> [SELECTION]
The Expendables 2 and The Bourne Legacy continued to make money this weekend. In fact, the top 7 box office earners from last week all kept their spots this time around except for Sparkle which dropped to 11th place and allowed The Dark Knight Rises and Timothy Green to improve their positions. Premium Rush opened to 7th place with $6.3m on 2,255 screens – resulting in a per screen average that was on par with movies that have been out for two to three weeks and lower than some new offerings.
It wasn’t an auspicious opening, but even as the top winners ossify in the August doldrums, the real winners are indie films, and at the top of the heap is 2016: Obama’s America.
Based on the book “The Roots of Obama’s Rage” by Dinesh D’Souza and co-directed by D’Souza and John Sullivan, the documentary takes a look at what the country and world might be like if the President were to earn a second term. After a limited run in July, the documentary had a successful weekend with $6.2m (which you’ll note almost beat out Premium Rush), vaulting to the number 6 spot on the list of highest-grossing political docs. Even more dramatic, it’s now the highest-grossing right-leaning political doc, beating out Expelled: No Intelligence Allowed (which was produced by Sullivan) for the honor. It seems possible that Obama’s America might be able to increase its position on the overall list by earning $5.3m more to overtake Capitalism: A Love Story. Depending on how the expansion is handled, and how audiences take to sharing the film with friends, it could conceivably go on to displace Bowling for Columbine ($21.5m) on that overall list.

> [STATED PROBLEM 1] Name every political documentary mentioned in the box office report.
The listing that comes next has no connection to the box office report.

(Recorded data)
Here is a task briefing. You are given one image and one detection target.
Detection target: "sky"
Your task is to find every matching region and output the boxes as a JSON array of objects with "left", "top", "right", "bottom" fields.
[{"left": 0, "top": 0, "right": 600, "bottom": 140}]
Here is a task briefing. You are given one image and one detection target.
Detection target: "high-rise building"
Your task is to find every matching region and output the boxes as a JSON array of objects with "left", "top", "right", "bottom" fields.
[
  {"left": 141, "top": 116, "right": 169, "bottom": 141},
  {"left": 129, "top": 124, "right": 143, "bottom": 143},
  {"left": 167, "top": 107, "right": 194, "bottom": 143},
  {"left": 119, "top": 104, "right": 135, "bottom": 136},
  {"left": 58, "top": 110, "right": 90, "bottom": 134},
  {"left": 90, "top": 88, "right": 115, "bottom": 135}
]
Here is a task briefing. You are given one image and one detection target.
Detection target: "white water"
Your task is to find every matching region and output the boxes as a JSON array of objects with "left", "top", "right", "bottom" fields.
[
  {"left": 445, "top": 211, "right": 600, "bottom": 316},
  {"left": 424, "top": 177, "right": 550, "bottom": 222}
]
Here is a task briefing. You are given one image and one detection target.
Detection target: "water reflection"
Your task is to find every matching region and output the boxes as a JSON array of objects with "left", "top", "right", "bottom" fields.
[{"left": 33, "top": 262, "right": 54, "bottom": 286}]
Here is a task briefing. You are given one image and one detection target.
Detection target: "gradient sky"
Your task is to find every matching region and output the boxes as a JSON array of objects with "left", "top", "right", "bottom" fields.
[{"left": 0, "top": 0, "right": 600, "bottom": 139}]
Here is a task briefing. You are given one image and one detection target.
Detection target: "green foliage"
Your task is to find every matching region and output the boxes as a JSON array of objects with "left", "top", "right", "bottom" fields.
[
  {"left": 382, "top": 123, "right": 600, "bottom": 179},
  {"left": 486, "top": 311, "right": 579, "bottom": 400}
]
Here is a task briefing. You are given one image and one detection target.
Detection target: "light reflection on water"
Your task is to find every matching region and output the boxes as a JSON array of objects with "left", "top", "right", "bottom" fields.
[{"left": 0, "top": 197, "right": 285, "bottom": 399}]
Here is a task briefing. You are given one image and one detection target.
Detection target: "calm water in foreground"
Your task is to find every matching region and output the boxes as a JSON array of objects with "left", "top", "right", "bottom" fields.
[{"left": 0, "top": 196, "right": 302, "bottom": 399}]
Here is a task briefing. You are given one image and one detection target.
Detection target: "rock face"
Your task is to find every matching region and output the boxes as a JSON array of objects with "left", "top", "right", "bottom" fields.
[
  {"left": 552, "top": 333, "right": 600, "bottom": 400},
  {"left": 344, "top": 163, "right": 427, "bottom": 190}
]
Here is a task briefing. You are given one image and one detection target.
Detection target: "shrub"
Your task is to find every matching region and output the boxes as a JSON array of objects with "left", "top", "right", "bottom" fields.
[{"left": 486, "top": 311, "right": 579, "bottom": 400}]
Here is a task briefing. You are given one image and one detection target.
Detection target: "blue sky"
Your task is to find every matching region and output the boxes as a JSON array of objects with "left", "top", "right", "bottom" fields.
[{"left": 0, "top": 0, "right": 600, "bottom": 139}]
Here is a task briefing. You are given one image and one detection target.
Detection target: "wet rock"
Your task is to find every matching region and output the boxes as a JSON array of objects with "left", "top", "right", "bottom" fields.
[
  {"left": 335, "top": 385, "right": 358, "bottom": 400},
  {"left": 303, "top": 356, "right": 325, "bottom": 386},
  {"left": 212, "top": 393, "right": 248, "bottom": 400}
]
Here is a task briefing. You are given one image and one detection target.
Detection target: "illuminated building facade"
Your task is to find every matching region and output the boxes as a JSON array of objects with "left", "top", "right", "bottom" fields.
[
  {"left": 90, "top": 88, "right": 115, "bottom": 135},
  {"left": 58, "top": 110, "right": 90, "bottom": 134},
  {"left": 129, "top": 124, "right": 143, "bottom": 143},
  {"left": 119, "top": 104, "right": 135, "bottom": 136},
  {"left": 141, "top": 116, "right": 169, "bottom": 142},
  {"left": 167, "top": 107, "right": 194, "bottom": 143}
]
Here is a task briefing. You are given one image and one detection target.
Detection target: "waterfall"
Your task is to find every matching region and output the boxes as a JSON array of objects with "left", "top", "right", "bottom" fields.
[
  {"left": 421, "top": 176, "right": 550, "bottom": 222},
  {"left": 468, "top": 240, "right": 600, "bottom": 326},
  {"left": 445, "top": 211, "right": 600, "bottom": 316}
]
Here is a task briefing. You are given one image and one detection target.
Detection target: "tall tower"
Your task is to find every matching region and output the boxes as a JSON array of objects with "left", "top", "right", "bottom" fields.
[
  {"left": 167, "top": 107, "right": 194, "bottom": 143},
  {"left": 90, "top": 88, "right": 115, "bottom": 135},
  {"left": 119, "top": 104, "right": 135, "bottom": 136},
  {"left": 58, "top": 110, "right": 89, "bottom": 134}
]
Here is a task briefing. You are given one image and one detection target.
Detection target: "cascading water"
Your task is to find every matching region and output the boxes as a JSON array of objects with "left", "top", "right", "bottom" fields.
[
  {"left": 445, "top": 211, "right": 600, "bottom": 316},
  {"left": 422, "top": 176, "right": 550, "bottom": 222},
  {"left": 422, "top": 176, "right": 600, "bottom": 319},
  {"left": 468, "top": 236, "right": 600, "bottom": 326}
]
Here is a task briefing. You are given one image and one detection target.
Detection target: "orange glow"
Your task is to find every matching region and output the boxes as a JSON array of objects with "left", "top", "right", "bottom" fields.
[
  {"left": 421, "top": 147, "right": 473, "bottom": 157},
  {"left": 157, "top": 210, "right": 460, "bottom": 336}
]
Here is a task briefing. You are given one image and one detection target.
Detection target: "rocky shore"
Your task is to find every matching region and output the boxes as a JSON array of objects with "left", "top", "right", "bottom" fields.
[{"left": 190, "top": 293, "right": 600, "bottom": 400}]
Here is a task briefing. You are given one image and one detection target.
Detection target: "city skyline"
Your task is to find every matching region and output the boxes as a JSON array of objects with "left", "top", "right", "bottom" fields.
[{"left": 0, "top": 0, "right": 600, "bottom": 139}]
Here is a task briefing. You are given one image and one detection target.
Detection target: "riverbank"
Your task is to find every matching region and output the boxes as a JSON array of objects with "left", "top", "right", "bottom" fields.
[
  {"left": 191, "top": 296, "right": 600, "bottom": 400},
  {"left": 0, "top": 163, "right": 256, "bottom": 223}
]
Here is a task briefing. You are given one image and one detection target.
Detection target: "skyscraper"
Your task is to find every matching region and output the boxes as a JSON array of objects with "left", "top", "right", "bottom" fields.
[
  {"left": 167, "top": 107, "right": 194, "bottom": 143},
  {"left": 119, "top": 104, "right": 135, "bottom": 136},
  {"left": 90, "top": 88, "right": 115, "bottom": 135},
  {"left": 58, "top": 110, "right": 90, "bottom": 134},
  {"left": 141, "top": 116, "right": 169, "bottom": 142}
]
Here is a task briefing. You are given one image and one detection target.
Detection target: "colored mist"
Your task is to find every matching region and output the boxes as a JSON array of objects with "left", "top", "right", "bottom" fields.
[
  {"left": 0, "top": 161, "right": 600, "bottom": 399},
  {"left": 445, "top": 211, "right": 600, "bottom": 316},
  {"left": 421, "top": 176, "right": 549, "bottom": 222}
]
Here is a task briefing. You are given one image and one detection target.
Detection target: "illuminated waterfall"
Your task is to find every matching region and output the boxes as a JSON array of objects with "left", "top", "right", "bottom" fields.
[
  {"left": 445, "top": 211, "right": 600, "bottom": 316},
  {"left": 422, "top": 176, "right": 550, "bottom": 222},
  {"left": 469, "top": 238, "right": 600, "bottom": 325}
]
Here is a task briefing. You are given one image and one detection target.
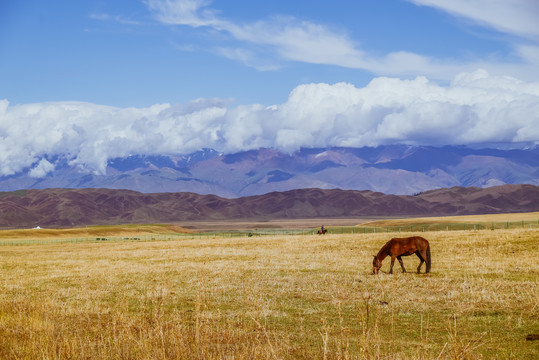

> [STATED PROBLEM 2] Pull out each line of the listing that contains the word "reflection".

> [WRITTEN RESPONSE 1] 2016: Obama's America; Expelled: No Intelligence Allowed; Capitalism: A Love Story; Bowling for Columbine

> [WRITTEN RESPONSE 2]
Detection target: "water reflection"
Detection target: "light reflection on water"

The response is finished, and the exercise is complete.